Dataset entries
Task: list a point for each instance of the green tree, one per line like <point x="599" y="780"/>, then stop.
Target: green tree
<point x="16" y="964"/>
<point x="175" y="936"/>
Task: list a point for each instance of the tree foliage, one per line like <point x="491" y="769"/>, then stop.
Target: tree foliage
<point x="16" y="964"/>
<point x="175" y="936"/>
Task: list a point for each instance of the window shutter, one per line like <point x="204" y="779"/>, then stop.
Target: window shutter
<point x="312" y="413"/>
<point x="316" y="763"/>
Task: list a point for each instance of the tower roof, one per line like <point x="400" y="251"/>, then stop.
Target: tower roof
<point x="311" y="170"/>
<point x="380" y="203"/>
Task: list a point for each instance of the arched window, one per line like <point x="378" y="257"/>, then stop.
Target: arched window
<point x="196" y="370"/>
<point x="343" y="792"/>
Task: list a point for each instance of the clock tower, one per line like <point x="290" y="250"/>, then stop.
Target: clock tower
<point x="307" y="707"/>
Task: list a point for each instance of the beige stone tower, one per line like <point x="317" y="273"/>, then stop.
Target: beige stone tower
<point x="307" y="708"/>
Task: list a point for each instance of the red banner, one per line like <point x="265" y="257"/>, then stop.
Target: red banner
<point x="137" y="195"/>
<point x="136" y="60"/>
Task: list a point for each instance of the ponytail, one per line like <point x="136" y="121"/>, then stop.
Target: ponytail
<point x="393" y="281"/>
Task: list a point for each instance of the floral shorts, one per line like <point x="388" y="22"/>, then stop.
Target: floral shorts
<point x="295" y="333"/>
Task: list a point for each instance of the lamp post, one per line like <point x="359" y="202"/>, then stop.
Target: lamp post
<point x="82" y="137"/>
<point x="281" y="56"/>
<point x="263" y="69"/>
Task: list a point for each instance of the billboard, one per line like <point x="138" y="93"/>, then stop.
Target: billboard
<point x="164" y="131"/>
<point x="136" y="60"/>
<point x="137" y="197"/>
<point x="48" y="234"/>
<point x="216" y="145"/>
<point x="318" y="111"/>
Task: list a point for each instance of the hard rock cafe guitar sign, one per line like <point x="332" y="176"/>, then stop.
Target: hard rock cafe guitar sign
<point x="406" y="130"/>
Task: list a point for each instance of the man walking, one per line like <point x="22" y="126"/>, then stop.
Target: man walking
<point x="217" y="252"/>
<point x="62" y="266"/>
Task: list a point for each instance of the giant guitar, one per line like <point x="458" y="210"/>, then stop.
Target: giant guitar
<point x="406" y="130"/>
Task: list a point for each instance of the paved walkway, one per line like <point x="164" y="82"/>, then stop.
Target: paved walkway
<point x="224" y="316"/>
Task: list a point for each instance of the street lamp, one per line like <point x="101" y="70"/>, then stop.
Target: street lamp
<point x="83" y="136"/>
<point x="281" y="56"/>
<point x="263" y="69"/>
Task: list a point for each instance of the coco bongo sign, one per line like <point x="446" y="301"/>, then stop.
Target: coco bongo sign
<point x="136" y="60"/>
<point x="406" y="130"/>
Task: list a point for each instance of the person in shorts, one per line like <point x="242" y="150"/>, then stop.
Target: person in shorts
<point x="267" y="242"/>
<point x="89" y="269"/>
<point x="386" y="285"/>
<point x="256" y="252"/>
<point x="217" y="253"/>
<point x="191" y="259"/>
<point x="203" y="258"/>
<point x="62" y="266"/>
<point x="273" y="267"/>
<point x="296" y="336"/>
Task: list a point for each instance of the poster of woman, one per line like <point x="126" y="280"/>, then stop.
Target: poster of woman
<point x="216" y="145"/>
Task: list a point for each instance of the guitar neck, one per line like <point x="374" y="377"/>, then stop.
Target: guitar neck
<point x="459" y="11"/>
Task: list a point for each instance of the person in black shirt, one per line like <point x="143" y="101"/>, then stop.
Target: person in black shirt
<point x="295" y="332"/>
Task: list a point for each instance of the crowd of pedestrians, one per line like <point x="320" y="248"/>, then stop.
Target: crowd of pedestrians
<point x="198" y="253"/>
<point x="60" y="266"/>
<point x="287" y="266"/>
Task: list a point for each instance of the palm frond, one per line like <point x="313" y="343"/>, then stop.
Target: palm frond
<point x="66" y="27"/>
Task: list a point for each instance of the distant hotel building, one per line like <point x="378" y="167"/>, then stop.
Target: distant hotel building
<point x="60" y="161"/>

__What the exercise asks__:
Each line above is to be set down again verbatim.

__Exercise response__:
Task: list a point for each instance of the green tree, one per line like <point x="599" y="780"/>, then stop.
Target: green tree
<point x="16" y="964"/>
<point x="175" y="936"/>
Task: list a point for each instance of the tree foliage, one per line like <point x="491" y="769"/>, then stop.
Target: tree foliage
<point x="16" y="964"/>
<point x="175" y="936"/>
Task: list a point for each instance of the window shutter, one per line like <point x="204" y="779"/>, then stop.
Target: window shutter
<point x="312" y="413"/>
<point x="316" y="763"/>
Task: list a point for each instance of the tower roof, one per line like <point x="400" y="251"/>, then stop.
Target: tower roof
<point x="311" y="170"/>
<point x="380" y="203"/>
Task: list a point for each instance of the arched window, one per line like <point x="378" y="257"/>, then stop.
Target: arched window
<point x="196" y="370"/>
<point x="343" y="792"/>
Task: list a point for each instance of the clock tower, one per line like <point x="290" y="250"/>, then stop.
Target: clock tower
<point x="307" y="707"/>
Task: list a point for each instance of the beige stone tower, one per line like <point x="317" y="273"/>, then stop.
Target: beige stone tower
<point x="307" y="708"/>
Task: list a point for each instance of the red banner, one per line like <point x="265" y="257"/>, then stop.
Target: red banner
<point x="137" y="195"/>
<point x="136" y="60"/>
Task: list a point for each instance of the ponytail, one per line like <point x="136" y="121"/>, then stop.
Target: ponytail
<point x="393" y="281"/>
Task: list a point for each instance of the floral shorts, one per line like <point x="388" y="22"/>, then stop.
Target: floral shorts
<point x="295" y="333"/>
Task: list a point for each instance of the lamp post, one per line like <point x="359" y="202"/>, then stop.
Target: lamp post
<point x="82" y="137"/>
<point x="281" y="56"/>
<point x="263" y="69"/>
Task: list a point for each instance of the billboard, one per line like <point x="138" y="93"/>, then stop.
Target: billboard
<point x="164" y="131"/>
<point x="136" y="60"/>
<point x="137" y="197"/>
<point x="48" y="234"/>
<point x="216" y="145"/>
<point x="318" y="111"/>
Task: list a point for each instance of the hard rock cafe guitar sign, one per line like <point x="332" y="176"/>, then stop.
Target: hard rock cafe guitar sign
<point x="406" y="130"/>
Task: list a point for each instance of the man walking, one per line like <point x="22" y="126"/>, then stop.
Target: man walking
<point x="217" y="252"/>
<point x="62" y="266"/>
Task: list a point for each instance of the giant guitar, one per line like <point x="458" y="210"/>, then stop.
Target: giant guitar
<point x="406" y="130"/>
Task: list a point for each instance of the paved walkway, one per line like <point x="164" y="82"/>, then stop.
Target: paved walkway
<point x="224" y="316"/>
Task: list a point for each instance of the street lamp, one per line like <point x="101" y="70"/>, then stop.
Target: street lamp
<point x="83" y="136"/>
<point x="281" y="56"/>
<point x="263" y="69"/>
Task: list a point for each instance of the coco bongo sign, one per line like <point x="446" y="301"/>, then stop.
Target: coco bongo sign
<point x="136" y="60"/>
<point x="406" y="130"/>
Task: list a point for each instance of the person in shorts, one per line like <point x="242" y="150"/>, then stop.
Target: person in shorts
<point x="267" y="242"/>
<point x="89" y="269"/>
<point x="386" y="285"/>
<point x="256" y="252"/>
<point x="217" y="253"/>
<point x="191" y="259"/>
<point x="203" y="258"/>
<point x="62" y="266"/>
<point x="273" y="267"/>
<point x="296" y="336"/>
Task: list a point for each instance of the poster of woman, one per line like <point x="126" y="280"/>, then stop.
Target: poster of woman
<point x="216" y="145"/>
Task: list a point for each instance of the guitar neck, one per line like <point x="374" y="377"/>, then stop.
Target: guitar neck
<point x="459" y="11"/>
Task: list a point for each instance of the person in black shirt, one per line like <point x="143" y="101"/>, then stop.
Target: person in black shirt
<point x="295" y="332"/>
Task: list a point for each instance of the crowd of pedestrians, one per line like <point x="320" y="248"/>, then stop.
Target: crowd of pedestrians
<point x="198" y="253"/>
<point x="60" y="266"/>
<point x="287" y="266"/>
Task: list a point for each instance of the palm frond, one per line like <point x="313" y="343"/>, then stop.
Target: palm frond
<point x="66" y="27"/>
Task: list a point for each instance of the distant hotel building, one per line like <point x="378" y="167"/>, then stop.
Target: distant hotel building
<point x="60" y="161"/>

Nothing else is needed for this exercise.